[begin Extracted information]
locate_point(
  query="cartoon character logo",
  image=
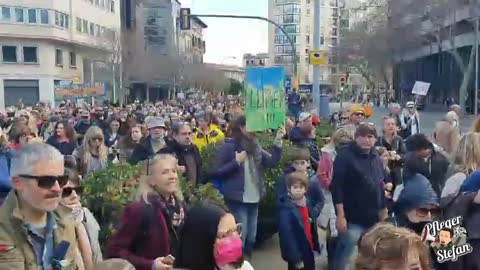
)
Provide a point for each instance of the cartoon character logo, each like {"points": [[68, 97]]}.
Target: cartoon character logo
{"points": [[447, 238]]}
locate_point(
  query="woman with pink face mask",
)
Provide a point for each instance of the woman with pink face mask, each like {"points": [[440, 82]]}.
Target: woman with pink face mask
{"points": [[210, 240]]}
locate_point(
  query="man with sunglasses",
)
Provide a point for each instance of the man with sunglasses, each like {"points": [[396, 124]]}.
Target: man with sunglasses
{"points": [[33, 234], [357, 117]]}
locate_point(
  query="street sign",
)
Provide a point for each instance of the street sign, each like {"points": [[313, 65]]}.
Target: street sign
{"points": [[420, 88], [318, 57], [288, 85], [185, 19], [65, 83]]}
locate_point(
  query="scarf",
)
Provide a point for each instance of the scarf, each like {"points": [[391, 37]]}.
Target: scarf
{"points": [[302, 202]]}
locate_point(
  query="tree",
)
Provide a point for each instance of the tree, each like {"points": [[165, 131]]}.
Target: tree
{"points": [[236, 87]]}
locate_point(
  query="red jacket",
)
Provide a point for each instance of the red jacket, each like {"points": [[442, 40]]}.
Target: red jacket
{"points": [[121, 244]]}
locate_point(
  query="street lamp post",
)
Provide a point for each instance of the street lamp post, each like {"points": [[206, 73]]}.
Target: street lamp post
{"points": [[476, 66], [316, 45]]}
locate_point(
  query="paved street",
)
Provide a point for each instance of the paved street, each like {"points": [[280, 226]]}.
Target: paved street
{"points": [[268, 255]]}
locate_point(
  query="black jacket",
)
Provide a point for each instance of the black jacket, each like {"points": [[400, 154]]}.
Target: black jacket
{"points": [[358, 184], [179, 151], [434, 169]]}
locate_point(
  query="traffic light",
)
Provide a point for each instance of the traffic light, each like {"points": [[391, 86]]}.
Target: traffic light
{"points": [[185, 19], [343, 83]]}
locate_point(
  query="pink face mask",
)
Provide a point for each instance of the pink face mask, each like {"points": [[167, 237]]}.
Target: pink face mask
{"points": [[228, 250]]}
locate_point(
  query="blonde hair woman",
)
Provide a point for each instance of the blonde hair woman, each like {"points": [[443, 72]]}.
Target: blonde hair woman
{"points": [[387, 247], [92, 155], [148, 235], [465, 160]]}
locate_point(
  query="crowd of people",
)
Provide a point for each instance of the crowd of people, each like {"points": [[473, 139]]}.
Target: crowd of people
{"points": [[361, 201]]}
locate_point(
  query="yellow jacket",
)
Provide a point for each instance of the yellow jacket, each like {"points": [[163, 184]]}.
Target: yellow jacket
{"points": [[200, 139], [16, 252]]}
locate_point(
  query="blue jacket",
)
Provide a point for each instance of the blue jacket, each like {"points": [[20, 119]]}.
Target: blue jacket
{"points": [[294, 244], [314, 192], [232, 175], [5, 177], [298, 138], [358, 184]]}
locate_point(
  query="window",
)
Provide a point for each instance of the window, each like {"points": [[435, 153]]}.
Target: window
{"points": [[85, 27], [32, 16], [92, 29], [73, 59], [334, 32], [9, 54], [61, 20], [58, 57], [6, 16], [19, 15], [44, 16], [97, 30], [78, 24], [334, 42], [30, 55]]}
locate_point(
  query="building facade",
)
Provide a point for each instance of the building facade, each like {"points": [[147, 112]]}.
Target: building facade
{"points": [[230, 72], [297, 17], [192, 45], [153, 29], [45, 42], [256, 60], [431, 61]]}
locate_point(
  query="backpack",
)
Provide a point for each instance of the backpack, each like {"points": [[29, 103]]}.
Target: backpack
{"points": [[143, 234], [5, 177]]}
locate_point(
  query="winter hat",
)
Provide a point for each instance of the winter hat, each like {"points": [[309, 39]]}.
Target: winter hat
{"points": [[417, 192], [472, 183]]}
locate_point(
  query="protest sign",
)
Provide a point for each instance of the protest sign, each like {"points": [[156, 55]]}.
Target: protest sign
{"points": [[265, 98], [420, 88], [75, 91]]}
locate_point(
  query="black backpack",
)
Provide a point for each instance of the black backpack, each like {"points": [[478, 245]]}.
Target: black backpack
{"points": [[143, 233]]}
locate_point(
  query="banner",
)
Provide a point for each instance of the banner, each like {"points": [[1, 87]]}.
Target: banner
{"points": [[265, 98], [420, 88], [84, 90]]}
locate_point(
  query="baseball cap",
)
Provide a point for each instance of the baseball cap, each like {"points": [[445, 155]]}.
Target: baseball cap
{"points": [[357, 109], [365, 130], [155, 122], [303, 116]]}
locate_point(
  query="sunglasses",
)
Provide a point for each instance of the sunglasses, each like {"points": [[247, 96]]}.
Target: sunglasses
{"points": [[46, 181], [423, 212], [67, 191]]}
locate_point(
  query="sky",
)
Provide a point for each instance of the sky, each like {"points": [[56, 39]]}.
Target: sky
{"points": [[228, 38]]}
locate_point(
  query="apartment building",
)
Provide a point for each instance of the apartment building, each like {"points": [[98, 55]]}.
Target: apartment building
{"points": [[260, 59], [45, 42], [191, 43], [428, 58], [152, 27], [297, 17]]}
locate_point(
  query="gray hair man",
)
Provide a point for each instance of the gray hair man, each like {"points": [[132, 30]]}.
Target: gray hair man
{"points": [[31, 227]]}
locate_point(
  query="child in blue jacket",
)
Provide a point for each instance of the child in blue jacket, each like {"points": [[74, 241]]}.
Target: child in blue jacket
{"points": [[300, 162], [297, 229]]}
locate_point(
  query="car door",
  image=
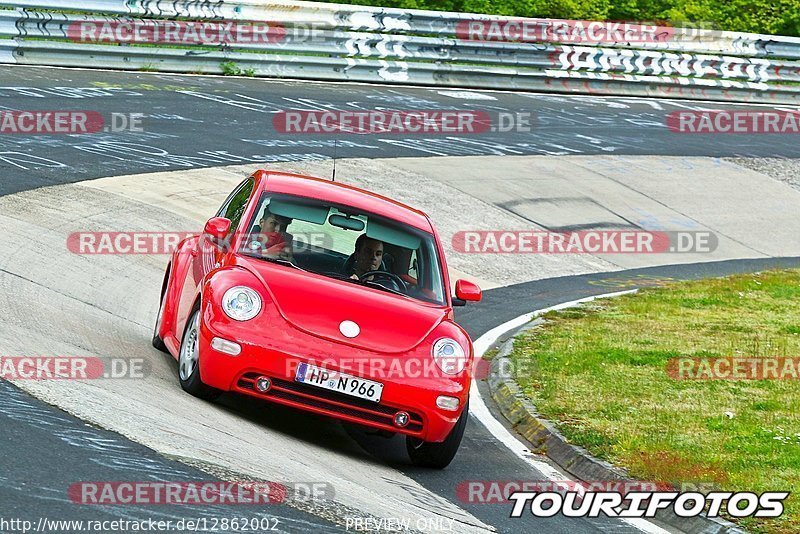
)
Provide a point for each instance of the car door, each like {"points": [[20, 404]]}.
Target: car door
[end Extracted information]
What you are asked to do :: Using the data above, print every line exactly, omitting pictures.

Exercise response ::
locate_point(
  query="cartoon character logo",
  image=
)
Provide a point for each instance of the cartoon character logo, each like {"points": [[68, 97]]}.
Target: cartoon character logo
{"points": [[447, 238]]}
locate_point(
  query="woman with pink face mask",
)
Provide a point for each instance of the woman with pink face mask, each like {"points": [[440, 82]]}.
Target: woman with pink face mask
{"points": [[210, 240]]}
locate_point(
  query="man with sunglasses",
)
Provide a point for each instance of the man with sunglasses, each like {"points": [[396, 124]]}.
Target: man with sunglasses
{"points": [[33, 234], [357, 117]]}
locate_point(
  query="street sign",
)
Provide a point for each instance of the street sign, each like {"points": [[313, 65]]}.
Target: street sign
{"points": [[420, 88], [318, 57], [288, 85], [185, 19], [65, 83]]}
locate_point(
  query="scarf",
)
Provide a point for each instance of the scarf, each like {"points": [[391, 37]]}.
Target: scarf
{"points": [[302, 202]]}
locate_point(
  query="tree",
)
Provide a point for each instance of the tree, each like {"points": [[165, 131]]}.
Target: tree
{"points": [[236, 87]]}
locate_point(
  query="red jacket",
)
Provide a point for each instance of the red jacket, each like {"points": [[442, 40]]}.
Target: red jacket
{"points": [[121, 244]]}
locate_point(
  query="street lamp post",
)
Provide a point for each instance of the street lamp post, each like {"points": [[206, 73]]}.
Target: street lamp post
{"points": [[476, 66], [316, 45]]}
locate_point(
  query="paved street",
)
Provide a point for each instance of the paved street, each like {"points": [[280, 226]]}.
Target: paved street
{"points": [[268, 255]]}
locate_point(
  query="black jacket",
)
Provide a point for each instance of the black jacket, each like {"points": [[400, 154]]}.
Target: black jacket
{"points": [[358, 184], [179, 151], [434, 169]]}
locate_point(
  query="traffic light",
)
Provide a point for each instance of the traffic light, each like {"points": [[391, 86]]}.
Target: traffic light
{"points": [[185, 19], [343, 83]]}
locate_point(
  query="pink face mask",
)
Provide a point for each instance of the pink face mask, each like {"points": [[167, 237]]}.
Target: pink face mask
{"points": [[228, 250]]}
locate_point(
  query="blonde hair woman",
)
Provide a point for each instance of the blonde hair woman, each like {"points": [[443, 72]]}.
Target: blonde hair woman
{"points": [[387, 247], [92, 155], [148, 235], [465, 160]]}
locate_point(
  query="crowd of people",
)
Provide a point for each instance of the crowd of people, each like {"points": [[473, 139]]}.
Target: crowd of people
{"points": [[361, 201]]}
locate_point(
  query="yellow jacket",
)
Provide a point for each instance of the yellow jacket, each like {"points": [[163, 184]]}.
Target: yellow jacket
{"points": [[200, 139], [16, 252]]}
locate_point(
  query="blue jacket",
)
Provide a point for each instance of the blue jacket, each like {"points": [[20, 119]]}.
Target: blue jacket
{"points": [[294, 244], [314, 192], [232, 175], [5, 177], [298, 138], [358, 184]]}
locate_point(
  query="window",
)
Provide a point for each instance of the window, each like {"points": [[435, 153]]}.
Target: window
{"points": [[85, 27], [32, 16], [92, 29], [73, 59], [334, 32], [9, 54], [61, 20], [58, 57], [6, 16], [19, 15], [44, 16], [97, 30], [78, 24], [334, 42], [30, 55]]}
locate_point(
  query="building facade",
)
Provide a point for each instance of the building facade, each like {"points": [[147, 112]]}.
Target: building facade
{"points": [[230, 72], [297, 17], [192, 45], [153, 29], [45, 42], [256, 60], [431, 61]]}
locate_point(
  query="backpack",
)
Provide a point for each instance of the backpack, each like {"points": [[29, 103]]}.
Target: backpack
{"points": [[143, 234], [5, 177]]}
locate_point(
  query="winter hat",
)
Provide a point for each instance of the winter hat, each like {"points": [[309, 39]]}.
Target: winter hat
{"points": [[417, 192], [472, 183]]}
locate_point(
  query="protest sign",
)
Provide a point for each instance of the protest sign, each like {"points": [[156, 55]]}.
Target: protest sign
{"points": [[265, 98], [420, 88], [75, 91]]}
locate_point(
  query="black backpack",
)
Provide a point for each instance of the black backpack, each like {"points": [[478, 245]]}.
Target: black backpack
{"points": [[143, 233]]}
locate_point(
  query="banner",
)
Provide a point for each instance of the banner, each like {"points": [[1, 87]]}.
Target: banner
{"points": [[265, 98], [420, 88], [84, 90]]}
locate_point(
  query="baseball cap",
)
Provide a point for each instance of the baseball cap, each like {"points": [[445, 155]]}.
Target: baseball cap
{"points": [[357, 109], [365, 130], [155, 122], [303, 116]]}
locate_point(
  query="sunglasses",
)
Provide a point for each instance of the sunglasses, each like {"points": [[247, 96]]}.
Target: sunglasses
{"points": [[46, 181], [423, 212], [67, 191]]}
locate_point(
  query="sky",
)
Provide a point for each instance of the sky, each like {"points": [[56, 39]]}.
Target: sky
{"points": [[228, 38]]}
locate_point(
  query="apartment building",
)
Provide a point for each instance of the apartment building, each like {"points": [[98, 55]]}.
Target: apartment building
{"points": [[260, 59], [45, 42], [191, 43], [428, 58], [152, 27], [297, 17]]}
locate_point(
  query="gray hair man",
)
Provide a point for each instance of the gray hair man, each like {"points": [[132, 30]]}.
Target: gray hair man
{"points": [[31, 227]]}
locate_point(
  query="child in blue jacket",
)
Provide a point for each instance of the child in blue jacket, each like {"points": [[74, 241]]}.
Target: child in blue jacket
{"points": [[300, 162], [297, 229]]}
locate_point(
  query="car door",
  image=
)
Provide a point for each instance of the car door, each like {"points": [[20, 404]]}.
Target: car door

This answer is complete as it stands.